*Given records:*
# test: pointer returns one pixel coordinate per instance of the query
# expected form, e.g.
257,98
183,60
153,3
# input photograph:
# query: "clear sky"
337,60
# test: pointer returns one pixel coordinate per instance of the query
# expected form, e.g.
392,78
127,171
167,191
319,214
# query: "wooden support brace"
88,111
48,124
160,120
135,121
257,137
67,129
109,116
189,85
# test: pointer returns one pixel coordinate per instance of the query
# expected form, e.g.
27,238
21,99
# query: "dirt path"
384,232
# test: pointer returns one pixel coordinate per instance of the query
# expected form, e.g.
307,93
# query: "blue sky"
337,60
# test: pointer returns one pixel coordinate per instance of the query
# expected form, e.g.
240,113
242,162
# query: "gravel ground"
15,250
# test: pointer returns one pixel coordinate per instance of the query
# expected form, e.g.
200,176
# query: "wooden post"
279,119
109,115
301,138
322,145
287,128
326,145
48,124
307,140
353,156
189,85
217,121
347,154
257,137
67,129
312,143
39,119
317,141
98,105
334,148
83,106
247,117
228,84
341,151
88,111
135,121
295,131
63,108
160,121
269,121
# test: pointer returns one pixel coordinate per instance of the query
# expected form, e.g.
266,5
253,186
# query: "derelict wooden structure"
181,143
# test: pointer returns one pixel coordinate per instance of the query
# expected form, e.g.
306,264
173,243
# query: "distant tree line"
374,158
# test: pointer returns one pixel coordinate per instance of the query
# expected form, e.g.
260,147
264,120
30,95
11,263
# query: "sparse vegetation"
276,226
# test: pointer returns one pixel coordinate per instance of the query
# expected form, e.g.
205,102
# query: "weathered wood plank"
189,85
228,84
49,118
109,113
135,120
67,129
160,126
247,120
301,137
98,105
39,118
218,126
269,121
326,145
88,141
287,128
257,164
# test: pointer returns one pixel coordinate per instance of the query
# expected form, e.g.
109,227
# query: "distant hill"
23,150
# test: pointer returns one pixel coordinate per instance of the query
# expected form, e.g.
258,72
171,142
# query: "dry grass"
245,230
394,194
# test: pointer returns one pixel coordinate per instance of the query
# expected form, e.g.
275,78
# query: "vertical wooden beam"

*About this exercise:*
Retyping the whole listing exactly is the task here.

*Answer:*
# test: pointer returns one pixel coordinate per instance of the query
# expected form, e.g.
257,98
183,60
153,3
# input photograph:
# query: "clear sky"
337,60
# test: pointer returns one pixel coordinate per instance of the query
# expected form, e.g.
392,78
127,171
167,191
319,214
# query: "wooden support brace"
88,111
48,124
160,120
135,121
257,137
67,129
109,116
189,85
# test: pointer returns one pixel coordinate per instance of the query
# expected form, e.g.
27,238
21,99
# query: "dirt path"
384,232
# test: pointer returns one pixel coordinate per instance of the query
# expected form, e.g.
307,93
# query: "blue sky"
337,60
# test: pointer returns one pixel coordinate per instance of the query
# expected form, e.g.
240,113
242,162
# query: "gravel ground"
15,250
# test: pointer returns one pixel coordinate per instance of the query
# expected form, e.g.
200,176
# query: "wooden post"
279,119
109,115
301,138
322,145
287,128
326,145
48,124
307,140
353,156
189,85
217,121
347,154
257,137
67,129
312,143
39,119
317,141
98,105
334,148
83,106
247,117
228,84
341,151
88,111
135,121
295,131
63,108
160,121
269,121
# test: pointer returns one pixel coordinate per instance of the query
# expected form, e.g.
266,5
253,186
# query: "derelict wooden structure"
181,143
# test: pointer returns one pixel coordinate per instance of the query
# expected form, e.g.
306,264
173,243
# query: "distant tree line"
374,158
# test: pointer returns one pixel coordinate per instance of the query
# expected form, e.g.
260,147
264,120
30,95
11,263
# query: "sparse vegetation"
276,226
# test: pointer returns one pixel coordinate per instance of the query
# expected form, e.g.
205,102
# query: "weathered wood plank"
189,85
228,84
49,118
109,113
135,120
67,129
160,126
247,120
301,137
98,105
39,118
218,126
269,121
326,145
88,141
287,128
257,164
# test: pointer returns one pixel coordinate per instance of the query
# expected form, e.g.
109,227
# query: "distant hill"
23,150
# test: pointer returns one pixel coordinate per instance of the query
# expected form, e.g.
258,72
171,142
# query: "dry grass"
245,230
394,194
# test: pointer returns one pixel coordinate per instance of the query
# expected form, e.g.
275,78
# query: "vertical wooden beam"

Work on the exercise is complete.